Stated exercise: Rewrite the material below, replacing "query" with "search phrase" and leaving every other part unchanged.

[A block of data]
+ + +

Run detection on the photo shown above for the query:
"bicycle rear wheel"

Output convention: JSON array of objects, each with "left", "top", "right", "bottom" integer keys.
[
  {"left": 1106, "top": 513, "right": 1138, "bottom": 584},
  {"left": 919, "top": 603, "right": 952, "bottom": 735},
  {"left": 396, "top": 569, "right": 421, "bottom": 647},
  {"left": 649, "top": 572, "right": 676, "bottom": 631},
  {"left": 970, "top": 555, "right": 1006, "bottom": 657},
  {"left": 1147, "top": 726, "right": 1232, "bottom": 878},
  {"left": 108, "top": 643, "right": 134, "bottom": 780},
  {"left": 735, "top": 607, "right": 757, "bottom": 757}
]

+ + +

Task answer:
Run detection on the photo shown above for the search phrase:
"bicycle rear wheel"

Output convention: JSON array of objects, each with "left", "top", "right", "bottom" integer keys.
[
  {"left": 1106, "top": 513, "right": 1138, "bottom": 584},
  {"left": 919, "top": 603, "right": 952, "bottom": 735},
  {"left": 396, "top": 569, "right": 421, "bottom": 647},
  {"left": 649, "top": 572, "right": 676, "bottom": 631},
  {"left": 970, "top": 555, "right": 1006, "bottom": 657},
  {"left": 1147, "top": 726, "right": 1232, "bottom": 878},
  {"left": 108, "top": 643, "right": 134, "bottom": 780},
  {"left": 735, "top": 607, "right": 757, "bottom": 757}
]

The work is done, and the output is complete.